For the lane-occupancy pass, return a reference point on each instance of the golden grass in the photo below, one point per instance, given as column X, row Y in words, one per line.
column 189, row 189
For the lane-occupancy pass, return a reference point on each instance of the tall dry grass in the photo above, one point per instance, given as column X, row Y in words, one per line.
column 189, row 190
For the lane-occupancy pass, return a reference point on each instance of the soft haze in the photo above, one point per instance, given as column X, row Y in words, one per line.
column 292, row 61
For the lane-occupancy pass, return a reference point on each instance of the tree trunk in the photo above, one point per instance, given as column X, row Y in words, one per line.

==

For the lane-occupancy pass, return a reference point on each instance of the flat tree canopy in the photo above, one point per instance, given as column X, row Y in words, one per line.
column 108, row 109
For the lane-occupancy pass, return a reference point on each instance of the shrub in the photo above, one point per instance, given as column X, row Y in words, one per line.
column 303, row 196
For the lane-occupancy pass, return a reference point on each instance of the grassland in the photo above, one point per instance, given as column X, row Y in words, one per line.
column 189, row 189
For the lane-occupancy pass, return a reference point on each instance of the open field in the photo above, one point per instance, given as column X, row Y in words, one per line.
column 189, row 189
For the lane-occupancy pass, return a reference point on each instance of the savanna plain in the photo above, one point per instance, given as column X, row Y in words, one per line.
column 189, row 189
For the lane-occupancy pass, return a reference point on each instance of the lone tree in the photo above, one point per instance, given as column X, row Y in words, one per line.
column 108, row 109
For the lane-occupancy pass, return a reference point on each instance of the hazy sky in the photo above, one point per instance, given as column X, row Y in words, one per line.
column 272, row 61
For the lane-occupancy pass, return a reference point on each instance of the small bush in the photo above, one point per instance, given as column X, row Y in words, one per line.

* * *

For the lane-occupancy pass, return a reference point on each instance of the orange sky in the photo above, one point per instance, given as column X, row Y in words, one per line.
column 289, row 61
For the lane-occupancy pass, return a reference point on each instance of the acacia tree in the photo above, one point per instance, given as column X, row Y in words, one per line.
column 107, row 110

JOB: Copy the stretch of the records from the line containing "of the golden" through the line containing "of the tree" word for word, keeping both of those lines.

COMPLETE OUTPUT:
For the lane-occupancy pass, return a reference point on each instance of the golden grass in the photo below, one point per instance, given as column X, row Y in words, one per line.
column 189, row 189
For the lane-occupancy pass, return a reference point on each instance of the tall dry grass in the photo above, one point per instance, given as column X, row Y in words, one per line.
column 189, row 190
For the lane-occupancy pass, return a reference point on each instance of the soft haze in the photo above, one point per instance, given as column X, row Y in words, one per line.
column 292, row 61
For the lane-occupancy pass, return a reference point on each instance of the tree trunk in the photo above, one point per instance, given as column X, row Y in words, one per line.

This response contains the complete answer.